▶ [SOURCE PASSAGE]:
BEGIN

Wednesday, March 21, 2012

A field botanist's take on the pollen blitz


By Carol Clark

The first day of spring was more like summer at Emory’s Oxford College campus, 40 minutes east of Atlanta. It was the seventh straight day of highs above 80 degrees, breaking the March record for an unbroken stretch of such high heat in the Atlanta region.

Biology professor Eloise Carter and students in her field botany course returned to the lab from a trip to nearby Oxhouse Lake, sweaty and dusted in pollen. As the students laid out specimens of flowering plants they collected, Carter brought out her iPhone to show photos to another biologist in the department.

“It’s pollen,” she says, showing what looked like a sandy beach, but was actually tree pollen coating the surface of the water along the lake shore.

The count of 9,369 particles of pollen per cubic meter of air on Tuesday was 55 percent higher than the previous record, set in 1999. A mild winter, leading up to a hot spring, has blown back the clock, driving the blitz of allergens from trees that are pollinated by wind.

Instead of tree pollination extending as usual from February to May, “it’s been telescoped down,” Carter says. “It’s pretty extreme.”

Carter, who has been leading students on biology outings since 1988, has been collecting data for 25 years on what plants flower when around Oxford, Georgia.

The loblolly and short leaf pines are shedding pollen now, on their usual schedule. But flowering that is usually spread out over a month for 10 different varieties of oak has been collapsed to the past few days, she notes. Mulberries, box elders, sweet gums, birch and sycamore are also currently in the mix.

“I’m wondering what’s going to happen downstream from now,” Carter says. Late in the semester, will there be any flowering plants left for her field botany students to collect? Perhaps plants that normally flower in the summer will blossom and fill the spring void, she speculates.

Plants decide when to flower based on the length of day and the temperature. “While plants may respond to temperature changes, insects may or may not,” Carter says. “If you get a real disconnect between plants and their pollinators that may affect the reproduction of rare plants, agriculture plants and others. Plants living on the fringe of their range might even be eliminated.”

END

▶ [DIRECTIONS]:
- a) Which trees does the pollen blitz article name as shedding pollen or "currently in the mix"?
- b) Do these statements agree with the pollen blitz article? Answer yes or no for each, and quote the words that decide it.
(i) Tuesday's pollen count was 55 percent above the previous record.
(ii) Carter has been collecting flowering data around Oxford for 30 years.
(iii) The pines are shedding pollen earlier than they usually do.
You won't need the lines that come after this.

▶ [DATA SUPPLIED]:
BEGIN

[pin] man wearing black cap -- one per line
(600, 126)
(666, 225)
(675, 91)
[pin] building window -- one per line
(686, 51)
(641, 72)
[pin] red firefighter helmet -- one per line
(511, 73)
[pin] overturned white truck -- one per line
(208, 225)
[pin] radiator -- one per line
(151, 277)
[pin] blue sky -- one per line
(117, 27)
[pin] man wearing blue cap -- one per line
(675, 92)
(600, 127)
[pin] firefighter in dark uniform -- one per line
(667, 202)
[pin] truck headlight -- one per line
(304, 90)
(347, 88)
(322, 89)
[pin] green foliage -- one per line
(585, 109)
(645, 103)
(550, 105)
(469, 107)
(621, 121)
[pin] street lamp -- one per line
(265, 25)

END
BEGIN

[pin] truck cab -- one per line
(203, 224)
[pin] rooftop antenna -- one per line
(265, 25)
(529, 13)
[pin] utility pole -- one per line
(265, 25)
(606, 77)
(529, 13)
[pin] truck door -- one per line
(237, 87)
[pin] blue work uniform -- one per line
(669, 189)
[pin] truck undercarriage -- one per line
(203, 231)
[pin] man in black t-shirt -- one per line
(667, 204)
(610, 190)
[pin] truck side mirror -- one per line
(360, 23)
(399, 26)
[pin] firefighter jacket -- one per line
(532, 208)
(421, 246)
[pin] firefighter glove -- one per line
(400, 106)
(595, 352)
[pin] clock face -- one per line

END
BEGIN

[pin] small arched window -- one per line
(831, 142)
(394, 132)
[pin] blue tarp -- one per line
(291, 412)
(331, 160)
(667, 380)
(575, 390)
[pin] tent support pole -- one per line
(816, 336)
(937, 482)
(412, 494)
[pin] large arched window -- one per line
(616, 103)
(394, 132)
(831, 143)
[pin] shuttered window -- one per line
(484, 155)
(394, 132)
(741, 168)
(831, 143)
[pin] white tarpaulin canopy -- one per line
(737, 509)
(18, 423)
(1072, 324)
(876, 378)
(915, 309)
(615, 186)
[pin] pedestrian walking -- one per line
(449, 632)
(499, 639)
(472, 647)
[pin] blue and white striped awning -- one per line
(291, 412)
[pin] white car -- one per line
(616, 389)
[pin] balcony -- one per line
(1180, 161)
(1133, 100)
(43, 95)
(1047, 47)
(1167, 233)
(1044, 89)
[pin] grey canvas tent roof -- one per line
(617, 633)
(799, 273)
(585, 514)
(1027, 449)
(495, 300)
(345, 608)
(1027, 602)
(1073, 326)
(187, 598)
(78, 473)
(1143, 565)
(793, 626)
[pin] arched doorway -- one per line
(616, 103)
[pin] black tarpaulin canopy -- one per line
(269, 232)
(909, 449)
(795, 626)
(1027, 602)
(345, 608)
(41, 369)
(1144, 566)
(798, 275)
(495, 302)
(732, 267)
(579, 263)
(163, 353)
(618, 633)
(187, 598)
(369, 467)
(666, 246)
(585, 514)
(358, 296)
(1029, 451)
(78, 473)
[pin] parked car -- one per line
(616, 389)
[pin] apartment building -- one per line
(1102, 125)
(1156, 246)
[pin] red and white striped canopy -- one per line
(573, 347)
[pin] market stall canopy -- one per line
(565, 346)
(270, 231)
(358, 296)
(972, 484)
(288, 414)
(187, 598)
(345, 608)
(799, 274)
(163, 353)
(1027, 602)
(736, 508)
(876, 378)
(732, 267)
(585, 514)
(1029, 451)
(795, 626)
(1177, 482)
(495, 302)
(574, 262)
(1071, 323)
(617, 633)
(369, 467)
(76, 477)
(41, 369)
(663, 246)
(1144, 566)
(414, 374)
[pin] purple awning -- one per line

END

▶ [TASK ANSWERS]:
- a) Loblolly pine, short leaf pine, oak, mulberry, box elder, sweet gum, birch, sycamore

- b)
(i) Yes: "55 percent higher than the previous record, set in 1999"
(ii) No: "has been collecting data for 25 years"
(iii) No: "shedding pollen now, on their usual schedule"